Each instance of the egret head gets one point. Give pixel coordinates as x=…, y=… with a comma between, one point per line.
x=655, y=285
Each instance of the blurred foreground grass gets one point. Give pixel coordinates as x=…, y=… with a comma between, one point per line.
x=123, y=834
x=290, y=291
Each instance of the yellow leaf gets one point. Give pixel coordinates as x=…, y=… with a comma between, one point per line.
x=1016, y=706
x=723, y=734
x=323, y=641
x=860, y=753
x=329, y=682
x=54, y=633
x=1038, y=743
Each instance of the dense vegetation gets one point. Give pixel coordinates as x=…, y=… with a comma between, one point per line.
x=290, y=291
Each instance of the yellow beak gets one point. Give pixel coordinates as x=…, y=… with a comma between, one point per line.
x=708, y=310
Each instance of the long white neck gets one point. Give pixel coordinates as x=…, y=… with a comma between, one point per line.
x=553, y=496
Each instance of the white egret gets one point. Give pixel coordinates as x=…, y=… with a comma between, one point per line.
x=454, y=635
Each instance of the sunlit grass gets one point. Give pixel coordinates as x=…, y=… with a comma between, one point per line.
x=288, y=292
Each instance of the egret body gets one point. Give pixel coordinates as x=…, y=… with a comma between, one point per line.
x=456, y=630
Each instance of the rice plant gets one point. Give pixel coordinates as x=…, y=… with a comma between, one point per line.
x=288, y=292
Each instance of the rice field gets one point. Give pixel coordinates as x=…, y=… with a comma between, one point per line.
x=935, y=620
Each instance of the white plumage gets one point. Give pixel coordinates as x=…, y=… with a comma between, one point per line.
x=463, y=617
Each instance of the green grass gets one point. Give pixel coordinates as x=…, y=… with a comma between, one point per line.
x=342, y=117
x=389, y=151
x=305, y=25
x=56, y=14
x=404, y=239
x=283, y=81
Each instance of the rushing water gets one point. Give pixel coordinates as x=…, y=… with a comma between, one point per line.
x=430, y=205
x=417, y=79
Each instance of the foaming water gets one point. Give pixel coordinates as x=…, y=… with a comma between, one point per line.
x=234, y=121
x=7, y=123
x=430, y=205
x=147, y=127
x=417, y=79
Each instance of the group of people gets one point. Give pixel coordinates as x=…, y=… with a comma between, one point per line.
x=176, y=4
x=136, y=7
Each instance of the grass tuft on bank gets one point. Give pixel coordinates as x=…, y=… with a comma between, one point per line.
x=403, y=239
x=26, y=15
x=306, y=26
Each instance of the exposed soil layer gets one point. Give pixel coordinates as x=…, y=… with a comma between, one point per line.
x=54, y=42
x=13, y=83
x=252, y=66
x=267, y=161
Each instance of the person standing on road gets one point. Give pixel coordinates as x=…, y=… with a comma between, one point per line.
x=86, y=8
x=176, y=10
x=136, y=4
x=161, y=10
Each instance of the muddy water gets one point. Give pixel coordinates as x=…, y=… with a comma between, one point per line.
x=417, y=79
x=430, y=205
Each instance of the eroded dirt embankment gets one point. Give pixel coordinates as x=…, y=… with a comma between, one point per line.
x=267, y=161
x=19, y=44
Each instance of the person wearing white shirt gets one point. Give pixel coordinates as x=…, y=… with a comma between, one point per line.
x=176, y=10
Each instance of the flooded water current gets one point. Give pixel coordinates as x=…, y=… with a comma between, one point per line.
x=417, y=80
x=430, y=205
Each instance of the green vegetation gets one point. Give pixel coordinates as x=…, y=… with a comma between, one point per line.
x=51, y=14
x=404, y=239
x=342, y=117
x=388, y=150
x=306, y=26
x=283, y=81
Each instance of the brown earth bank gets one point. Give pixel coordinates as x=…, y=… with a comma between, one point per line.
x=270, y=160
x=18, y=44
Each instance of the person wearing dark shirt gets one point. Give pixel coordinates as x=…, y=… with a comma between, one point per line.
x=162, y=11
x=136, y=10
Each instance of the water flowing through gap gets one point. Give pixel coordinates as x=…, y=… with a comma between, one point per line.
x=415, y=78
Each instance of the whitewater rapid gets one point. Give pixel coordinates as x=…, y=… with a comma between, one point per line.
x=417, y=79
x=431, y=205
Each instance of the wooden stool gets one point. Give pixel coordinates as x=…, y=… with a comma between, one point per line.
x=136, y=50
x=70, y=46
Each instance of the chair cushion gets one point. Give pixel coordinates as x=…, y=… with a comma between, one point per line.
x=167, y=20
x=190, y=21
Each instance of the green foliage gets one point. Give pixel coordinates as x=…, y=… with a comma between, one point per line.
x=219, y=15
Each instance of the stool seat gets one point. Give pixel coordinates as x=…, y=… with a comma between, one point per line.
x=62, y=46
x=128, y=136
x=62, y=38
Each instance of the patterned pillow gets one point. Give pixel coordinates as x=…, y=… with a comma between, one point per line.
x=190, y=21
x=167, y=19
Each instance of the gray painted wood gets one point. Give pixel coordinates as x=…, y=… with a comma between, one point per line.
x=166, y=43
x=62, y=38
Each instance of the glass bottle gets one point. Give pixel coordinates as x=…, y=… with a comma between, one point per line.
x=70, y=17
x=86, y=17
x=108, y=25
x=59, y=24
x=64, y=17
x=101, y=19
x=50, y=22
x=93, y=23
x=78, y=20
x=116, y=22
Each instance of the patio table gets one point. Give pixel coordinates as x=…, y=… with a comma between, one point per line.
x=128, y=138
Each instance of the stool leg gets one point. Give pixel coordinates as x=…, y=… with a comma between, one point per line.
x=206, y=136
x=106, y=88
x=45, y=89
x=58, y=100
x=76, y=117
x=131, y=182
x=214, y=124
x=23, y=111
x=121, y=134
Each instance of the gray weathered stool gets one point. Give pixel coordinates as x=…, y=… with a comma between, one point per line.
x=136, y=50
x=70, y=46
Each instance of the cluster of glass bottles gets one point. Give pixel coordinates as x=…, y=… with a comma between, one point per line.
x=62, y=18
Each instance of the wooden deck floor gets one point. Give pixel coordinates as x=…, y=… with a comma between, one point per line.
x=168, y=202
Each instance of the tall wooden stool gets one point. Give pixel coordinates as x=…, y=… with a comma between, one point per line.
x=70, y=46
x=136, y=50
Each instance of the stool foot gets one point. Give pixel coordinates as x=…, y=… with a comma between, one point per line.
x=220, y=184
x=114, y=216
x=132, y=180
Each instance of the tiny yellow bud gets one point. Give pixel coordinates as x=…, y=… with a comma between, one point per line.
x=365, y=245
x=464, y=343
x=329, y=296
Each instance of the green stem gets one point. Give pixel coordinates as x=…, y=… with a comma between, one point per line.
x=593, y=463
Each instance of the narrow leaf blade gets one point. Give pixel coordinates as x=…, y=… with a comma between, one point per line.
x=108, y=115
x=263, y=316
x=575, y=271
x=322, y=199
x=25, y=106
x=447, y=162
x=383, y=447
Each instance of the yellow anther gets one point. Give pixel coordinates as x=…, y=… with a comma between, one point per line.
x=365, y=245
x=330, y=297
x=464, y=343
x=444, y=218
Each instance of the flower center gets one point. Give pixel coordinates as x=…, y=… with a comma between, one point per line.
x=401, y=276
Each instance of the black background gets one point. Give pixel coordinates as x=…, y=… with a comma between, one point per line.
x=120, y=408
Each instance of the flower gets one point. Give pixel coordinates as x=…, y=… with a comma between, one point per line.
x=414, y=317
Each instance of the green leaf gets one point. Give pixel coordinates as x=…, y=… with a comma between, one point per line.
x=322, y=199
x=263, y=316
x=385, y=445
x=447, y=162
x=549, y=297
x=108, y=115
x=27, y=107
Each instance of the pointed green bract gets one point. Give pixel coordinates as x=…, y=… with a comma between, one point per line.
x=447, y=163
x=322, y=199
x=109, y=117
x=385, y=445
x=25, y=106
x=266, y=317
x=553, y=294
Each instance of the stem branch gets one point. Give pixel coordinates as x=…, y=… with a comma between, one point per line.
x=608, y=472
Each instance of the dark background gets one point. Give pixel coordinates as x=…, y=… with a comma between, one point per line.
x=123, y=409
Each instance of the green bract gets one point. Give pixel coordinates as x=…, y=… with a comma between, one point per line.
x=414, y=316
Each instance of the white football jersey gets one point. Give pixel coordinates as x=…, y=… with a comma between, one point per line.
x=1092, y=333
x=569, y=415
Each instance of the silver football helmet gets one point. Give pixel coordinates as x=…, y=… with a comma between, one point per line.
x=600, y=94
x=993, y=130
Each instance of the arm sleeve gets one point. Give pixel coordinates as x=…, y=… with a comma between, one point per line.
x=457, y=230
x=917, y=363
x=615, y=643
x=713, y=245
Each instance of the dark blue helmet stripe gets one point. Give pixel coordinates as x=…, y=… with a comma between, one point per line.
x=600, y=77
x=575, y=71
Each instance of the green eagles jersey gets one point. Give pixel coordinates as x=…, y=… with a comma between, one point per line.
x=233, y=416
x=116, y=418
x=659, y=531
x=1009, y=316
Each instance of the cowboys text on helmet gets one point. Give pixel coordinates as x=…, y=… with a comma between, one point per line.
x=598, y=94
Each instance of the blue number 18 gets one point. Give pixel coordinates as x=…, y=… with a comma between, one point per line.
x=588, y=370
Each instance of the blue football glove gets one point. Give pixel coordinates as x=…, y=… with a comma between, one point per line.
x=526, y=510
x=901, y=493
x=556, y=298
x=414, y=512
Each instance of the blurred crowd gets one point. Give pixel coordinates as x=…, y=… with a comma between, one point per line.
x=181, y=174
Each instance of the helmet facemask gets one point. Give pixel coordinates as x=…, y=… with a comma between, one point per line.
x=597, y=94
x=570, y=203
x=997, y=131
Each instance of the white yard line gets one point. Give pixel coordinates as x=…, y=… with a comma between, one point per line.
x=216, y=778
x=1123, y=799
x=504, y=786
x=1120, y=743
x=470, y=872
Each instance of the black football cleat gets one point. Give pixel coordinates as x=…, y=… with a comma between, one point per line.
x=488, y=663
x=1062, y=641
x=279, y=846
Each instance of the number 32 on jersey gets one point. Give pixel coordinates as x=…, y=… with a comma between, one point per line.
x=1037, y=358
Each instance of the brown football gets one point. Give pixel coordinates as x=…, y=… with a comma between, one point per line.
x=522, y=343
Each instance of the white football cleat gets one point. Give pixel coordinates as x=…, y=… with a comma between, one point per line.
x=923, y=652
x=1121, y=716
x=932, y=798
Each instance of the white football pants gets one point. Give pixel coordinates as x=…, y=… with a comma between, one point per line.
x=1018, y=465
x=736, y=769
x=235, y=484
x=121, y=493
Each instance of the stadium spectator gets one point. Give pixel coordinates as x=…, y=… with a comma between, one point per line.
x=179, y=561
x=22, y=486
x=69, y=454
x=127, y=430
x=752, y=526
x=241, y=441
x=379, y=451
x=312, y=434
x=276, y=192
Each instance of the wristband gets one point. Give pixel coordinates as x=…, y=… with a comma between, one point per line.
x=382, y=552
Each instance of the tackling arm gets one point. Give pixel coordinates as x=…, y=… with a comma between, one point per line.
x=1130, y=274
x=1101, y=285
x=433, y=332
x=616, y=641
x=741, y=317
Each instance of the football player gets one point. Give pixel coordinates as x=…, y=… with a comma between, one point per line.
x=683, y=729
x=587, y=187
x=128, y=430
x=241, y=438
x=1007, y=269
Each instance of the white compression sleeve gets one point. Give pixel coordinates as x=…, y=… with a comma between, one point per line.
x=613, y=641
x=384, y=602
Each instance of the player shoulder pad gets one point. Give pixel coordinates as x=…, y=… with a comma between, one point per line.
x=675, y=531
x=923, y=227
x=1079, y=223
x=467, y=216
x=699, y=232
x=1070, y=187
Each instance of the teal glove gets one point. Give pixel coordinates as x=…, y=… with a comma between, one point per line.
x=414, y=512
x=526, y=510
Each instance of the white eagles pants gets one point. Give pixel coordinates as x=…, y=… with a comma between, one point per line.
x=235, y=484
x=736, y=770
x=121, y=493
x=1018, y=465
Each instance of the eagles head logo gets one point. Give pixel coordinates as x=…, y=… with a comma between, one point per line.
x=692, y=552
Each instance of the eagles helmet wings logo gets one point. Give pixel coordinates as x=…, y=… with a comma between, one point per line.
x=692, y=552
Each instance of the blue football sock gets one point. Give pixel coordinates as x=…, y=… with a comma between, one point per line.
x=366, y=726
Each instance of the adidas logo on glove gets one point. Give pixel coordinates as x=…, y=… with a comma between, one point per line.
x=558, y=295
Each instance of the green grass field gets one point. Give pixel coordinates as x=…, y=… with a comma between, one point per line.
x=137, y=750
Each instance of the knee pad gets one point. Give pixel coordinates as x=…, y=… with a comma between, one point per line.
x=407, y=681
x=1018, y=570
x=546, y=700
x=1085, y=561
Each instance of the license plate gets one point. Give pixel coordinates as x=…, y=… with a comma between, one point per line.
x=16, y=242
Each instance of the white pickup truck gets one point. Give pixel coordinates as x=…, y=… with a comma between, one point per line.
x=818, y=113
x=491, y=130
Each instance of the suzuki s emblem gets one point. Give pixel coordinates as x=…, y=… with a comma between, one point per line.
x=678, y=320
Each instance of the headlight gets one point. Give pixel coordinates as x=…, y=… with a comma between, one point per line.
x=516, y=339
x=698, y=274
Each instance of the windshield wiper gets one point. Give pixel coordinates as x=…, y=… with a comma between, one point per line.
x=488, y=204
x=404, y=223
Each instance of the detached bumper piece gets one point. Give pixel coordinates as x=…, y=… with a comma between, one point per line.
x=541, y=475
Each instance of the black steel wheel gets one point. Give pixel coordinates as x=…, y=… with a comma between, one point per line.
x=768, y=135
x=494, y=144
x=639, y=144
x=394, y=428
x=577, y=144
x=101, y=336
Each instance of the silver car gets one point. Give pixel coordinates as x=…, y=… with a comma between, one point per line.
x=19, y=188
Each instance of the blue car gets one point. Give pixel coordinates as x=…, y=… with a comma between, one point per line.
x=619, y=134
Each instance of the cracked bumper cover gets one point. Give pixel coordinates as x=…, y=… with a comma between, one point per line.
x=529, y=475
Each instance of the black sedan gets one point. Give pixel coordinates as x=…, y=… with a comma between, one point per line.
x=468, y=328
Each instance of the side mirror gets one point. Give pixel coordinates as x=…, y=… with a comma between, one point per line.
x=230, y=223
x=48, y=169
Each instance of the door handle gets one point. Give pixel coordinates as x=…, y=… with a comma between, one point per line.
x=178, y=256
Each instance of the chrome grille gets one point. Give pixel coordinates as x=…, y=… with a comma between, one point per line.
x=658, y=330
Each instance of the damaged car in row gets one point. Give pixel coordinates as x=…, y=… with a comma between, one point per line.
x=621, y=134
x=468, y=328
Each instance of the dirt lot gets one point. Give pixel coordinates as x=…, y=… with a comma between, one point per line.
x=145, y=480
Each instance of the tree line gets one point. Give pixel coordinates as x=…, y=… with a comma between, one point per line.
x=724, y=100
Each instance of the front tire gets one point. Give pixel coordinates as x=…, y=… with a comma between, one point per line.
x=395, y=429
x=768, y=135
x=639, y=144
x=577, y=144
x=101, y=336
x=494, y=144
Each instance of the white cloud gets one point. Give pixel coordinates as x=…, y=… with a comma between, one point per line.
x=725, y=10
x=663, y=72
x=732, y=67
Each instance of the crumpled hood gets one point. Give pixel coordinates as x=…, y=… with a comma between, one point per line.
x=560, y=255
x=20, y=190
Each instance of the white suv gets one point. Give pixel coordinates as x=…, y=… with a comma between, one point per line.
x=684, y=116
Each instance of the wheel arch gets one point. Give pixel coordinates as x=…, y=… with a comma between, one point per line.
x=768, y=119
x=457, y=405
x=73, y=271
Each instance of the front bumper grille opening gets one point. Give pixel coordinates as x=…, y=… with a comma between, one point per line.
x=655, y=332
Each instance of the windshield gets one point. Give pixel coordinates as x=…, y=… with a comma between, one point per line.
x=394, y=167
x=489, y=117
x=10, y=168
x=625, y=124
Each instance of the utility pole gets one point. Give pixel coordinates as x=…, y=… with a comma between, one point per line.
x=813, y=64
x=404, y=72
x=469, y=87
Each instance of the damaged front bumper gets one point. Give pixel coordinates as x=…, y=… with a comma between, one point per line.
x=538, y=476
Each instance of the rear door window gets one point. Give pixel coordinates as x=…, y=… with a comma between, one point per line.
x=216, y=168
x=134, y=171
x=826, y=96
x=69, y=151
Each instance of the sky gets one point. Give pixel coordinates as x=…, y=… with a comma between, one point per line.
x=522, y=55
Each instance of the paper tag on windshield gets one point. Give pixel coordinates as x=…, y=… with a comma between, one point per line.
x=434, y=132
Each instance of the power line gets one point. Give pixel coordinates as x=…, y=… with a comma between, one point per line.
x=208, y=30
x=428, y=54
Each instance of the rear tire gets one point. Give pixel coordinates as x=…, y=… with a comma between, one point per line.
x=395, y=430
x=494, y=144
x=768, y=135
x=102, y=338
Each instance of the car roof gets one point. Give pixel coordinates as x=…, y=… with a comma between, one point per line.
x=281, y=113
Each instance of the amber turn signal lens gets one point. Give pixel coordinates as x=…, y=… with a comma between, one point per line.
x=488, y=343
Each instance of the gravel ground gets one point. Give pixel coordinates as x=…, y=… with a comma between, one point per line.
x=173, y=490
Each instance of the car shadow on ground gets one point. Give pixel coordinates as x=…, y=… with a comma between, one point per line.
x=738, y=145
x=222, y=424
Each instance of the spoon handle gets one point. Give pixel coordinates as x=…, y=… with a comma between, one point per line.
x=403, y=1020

☆ ☆ ☆

Exercise directions: Recast part of the listing above as a JSON list of strings, one string per line with blank lines omitted. Begin with the line containing "Each instance of the eroded" and continue through the line containing "x=415, y=78", both included.

Answer below:
[
  "Each instance of the eroded dirt embankment gets one point. Give pixel coordinates as x=…, y=… with a comma between, one point per line.",
  "x=267, y=161",
  "x=19, y=44",
  "Each instance of the person wearing white shirt gets one point. Give pixel coordinates as x=…, y=… with a comma between, one point per line.",
  "x=176, y=10",
  "Each instance of the flooded water current gets one point. Give pixel coordinates as x=…, y=… with a comma between, one point per line.",
  "x=417, y=80",
  "x=430, y=205",
  "Each instance of the green vegetation gets one point. Give pixel coordinates as x=…, y=… with a comma between, one point per line.",
  "x=51, y=14",
  "x=404, y=239",
  "x=342, y=117",
  "x=388, y=150",
  "x=306, y=26",
  "x=283, y=81",
  "Each instance of the brown earth bank gets one point. Give pixel coordinates as x=…, y=… with a comma between, one point per line.",
  "x=270, y=160",
  "x=18, y=44",
  "Each instance of the person wearing dark shirt gets one point. Give pixel coordinates as x=…, y=… with a comma between, one point per line.",
  "x=162, y=11",
  "x=136, y=10",
  "Each instance of the water flowing through gap gets one point. Give pixel coordinates as x=…, y=… with a comma between, one point per line.",
  "x=415, y=78"
]